> **The task**
Pick up the forced induction FAQ thread below after its final sentence and write what comes next.

> **Extract provided**
◆ ◆ ◆ ◆
How to find the turbo trim:
The Trim is just the relation of the inducer to the exducer squared.
(I/E)^2 x 100
Take for example the T3 60 trim, its inducer measures 1.830" and its excuder 2.367" just like every other T3 exducer.
Divide the inducer (1.830) by the exducer (2.367) and you get .7731305. Square that number and you'll end up with a .5977, easily rounded off to .60. Multiply that .60 by 100 and you get a T3 60 trim.
Let's now do it for a T4 application:
T04E 60 trim:
Inducer: 2.290"
Exducer: 2.950"
Now, do the same formula (I/E)^2 *100
2.290/2.950 = .7762711 = .6025 or .60, multiply by 100 and you get a T04E 60 trim
Same trims, but totally different wheels.
T-series, however, work a little different. the number after the T stands for the size of the inducer in millimiters, so a T-61 would have a 61mm inducer.
Hope this helps
Paul


----------



## herbehop (May 4, 2004)

*Re: Forced Induction FAQ *NEW* (herbehop)*

*Are my Rings/Ring lands/Pistons blown? How do I tell?"*
Posted by: lugnuts
- Rings dont blow, its your pistons. "ring lands" are the grooves in the pistons that hold the rings in.
- If you just put a turbo/sc/or nitrous on your engine and now its running on less all of its cylinders, and/or there is a massive amount of oil and smoke coming from your crankcase/valvecover breathers, the chances are the problem is broken piston ring lands caused by detonation. How you check the condition of your engine is to do a:
1) compression test and/or 2) leak-down test.
Testing the condition of your engine" or, "Denial aint just a river in Egypt"
1: Compression Test.
Very easy to do. Cost of compression gauge is ~$35 at Sears or any other auto parts store. Time to do test is 10 minutes - 1 hour. *Much* less time than trying to find correct information on the Internet.
Basically you remove all of your spark plugs and install the gauge, open the throttle, and crank the motor 5-10 times. Measure and record the readings form every cylinder. Compare them to specs for your motor (Bently manual) or if you want general common sense answers then 140-220 (depending on the compression ratio of the engine) is good , less than 100-120 is telling you there is a problem. And if you have some cylinders at say 150 psi and one or more at less than 100 then you have found your problem right there.

2: Leak-down Test.
Consult your local technician. Leak down testing is good when you want to find your specific problem before tearing the engine down. But if your engine has 100 psi or less on one cylinder then you may find this step to be a waste of $$$.


----------



## herbehop (May 4, 2004)

*Re: Forced Induction FAQ *NEW* (herbehop)*

How to read a compressor map
Posted by: O2VW1.8T
taken from honda-tech

using a map of a T04E 60 trim I will explain all the numbers on the map

1-left side, PRESSURE RATIO
(14.7 + amount of boost) / 14.7 = PR
so to figure out the PR for 8 PSI
(14.7 + 8) / 14.7 = 1.54 PR

2-bottom side, AIRFLOW RATE UNDER BOOST (LB/MIN on this map)
Most methods of calculation your engine's airflow rate will give you the answer in cubic feet per minute (CFM). However most compressor maps measure airflow rate in pounds per minute (LB/MIN). As some of you may know the weight of air varies with the temperature. To convert CFM to LB/MIN use the following numbers.
◆ ◆ ◆ ◆
Dataset entries

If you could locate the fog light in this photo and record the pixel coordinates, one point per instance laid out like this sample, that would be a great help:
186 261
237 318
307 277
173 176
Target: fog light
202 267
◆ ◆ ◆ ◆
> **Result**
@ 48 degrees F : (CFM * 0.078125) = LB/MIN
@112 degrees F : (CFM * 0.070318) = LB/MIN
@175 degrees F : (CFM * 0.06251) = LB/MIN
Say for example our airflow rate is 500 CFM , and the temperature is 112 degrees F.
(500 * 0.070318) = 35.16 LB/MIN
*For those of you that know anything about ideal gas law, if you know a better way of explaining how to convert CFM to LB/MIN, your input would be appreciated. But please explain it in "laymans" terms, so that everyone can get a grasp on it.

3-dotted line on far left side of "ovals", SURGE LIMIT
It is important to try and keep yourself on the right side of this dotted line whenever possible. If you fall to the left of this dotted line you will experience compressor surge. This type of compressor surge will occur when there is too much boost, but not enough airflow through the system, usually this is between idle and the point at which full boost is reached. The chirping sound that can be heard is a result of the oscillating air. This sound is often described as a "Snakelike" sound or a che-che-che sound.
*staying in the "surge limit" area for too long could possibly damage your turbo.

4-numbers on far right, 46,020, 69,640, 83,972 etc, COMPRESSOR RPM
This is RPM at which the compressor fans will be turning. an average RPM is between 90,000 and 130,000. The line that branches out from each of these numbers that goes towards the surge limit line shows you the RPM range of the compressor fan across the entire compressor map.

5-78%,75%, 74%, COMPRESSOR EFFICIENCY
This is related to the temp of air and how much it is being heated up as it is being compressed by the compressor. A low number (60%) means that the compressor is heating the air more a high number (78%) means the air is not heated as much when it is compressed.

6-"Ovals"
I you look closely you will see that the compressor efficiency numbers usually sit right on top of one of these Oval lines. These Ovals show you the boundaries of the compressor efficiency at the different percentiles. Think of it as a topography map that shows you different elevations or changes in elevations. The innermost Oval on the sample T04 E 60" is not labeleb but it is probably 79% or 80%, so any where inside that Oval and you would be operating in the 80% range of that compressor.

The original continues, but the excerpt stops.